- **Consegna**: Restituisci tutte le righe riportate più avanti che contengono la stringa "arched".

Voci di dati:
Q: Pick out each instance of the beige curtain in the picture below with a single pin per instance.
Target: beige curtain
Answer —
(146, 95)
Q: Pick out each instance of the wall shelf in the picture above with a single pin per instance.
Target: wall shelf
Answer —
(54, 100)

==

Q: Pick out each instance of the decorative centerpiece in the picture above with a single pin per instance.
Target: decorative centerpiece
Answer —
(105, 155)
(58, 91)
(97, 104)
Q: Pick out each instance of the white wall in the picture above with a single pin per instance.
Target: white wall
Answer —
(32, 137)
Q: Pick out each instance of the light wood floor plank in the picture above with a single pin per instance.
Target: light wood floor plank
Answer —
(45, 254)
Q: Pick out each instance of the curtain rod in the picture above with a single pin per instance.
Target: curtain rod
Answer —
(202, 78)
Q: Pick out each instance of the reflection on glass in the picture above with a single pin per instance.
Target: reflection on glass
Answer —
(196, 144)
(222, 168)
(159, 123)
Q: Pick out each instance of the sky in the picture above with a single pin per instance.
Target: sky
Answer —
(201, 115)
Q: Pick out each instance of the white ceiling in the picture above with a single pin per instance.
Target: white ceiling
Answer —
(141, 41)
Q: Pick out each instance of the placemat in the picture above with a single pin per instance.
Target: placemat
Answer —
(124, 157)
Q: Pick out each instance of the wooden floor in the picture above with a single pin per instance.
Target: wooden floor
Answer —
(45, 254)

--

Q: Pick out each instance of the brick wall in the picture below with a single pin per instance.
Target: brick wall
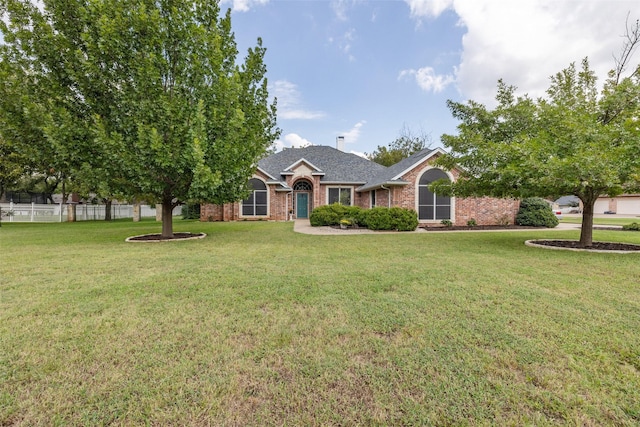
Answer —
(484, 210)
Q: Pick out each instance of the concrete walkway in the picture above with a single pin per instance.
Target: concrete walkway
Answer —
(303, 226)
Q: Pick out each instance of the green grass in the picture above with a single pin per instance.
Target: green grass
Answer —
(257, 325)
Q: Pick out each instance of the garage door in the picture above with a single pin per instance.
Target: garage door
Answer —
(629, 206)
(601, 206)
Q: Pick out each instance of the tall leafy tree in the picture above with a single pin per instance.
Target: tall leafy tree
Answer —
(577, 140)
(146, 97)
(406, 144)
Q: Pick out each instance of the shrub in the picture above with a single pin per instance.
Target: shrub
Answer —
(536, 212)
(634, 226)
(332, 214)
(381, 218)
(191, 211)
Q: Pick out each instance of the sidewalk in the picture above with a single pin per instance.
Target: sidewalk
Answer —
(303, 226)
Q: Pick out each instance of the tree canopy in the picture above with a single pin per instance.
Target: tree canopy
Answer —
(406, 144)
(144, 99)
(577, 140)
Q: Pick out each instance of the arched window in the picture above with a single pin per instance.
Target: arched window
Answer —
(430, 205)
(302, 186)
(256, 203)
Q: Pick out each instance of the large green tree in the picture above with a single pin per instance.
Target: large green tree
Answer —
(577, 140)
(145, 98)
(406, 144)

- **Soluzione**:
Q: Pick out each instance of the arched window in the picture above with a single pin per instance.
Target: arched window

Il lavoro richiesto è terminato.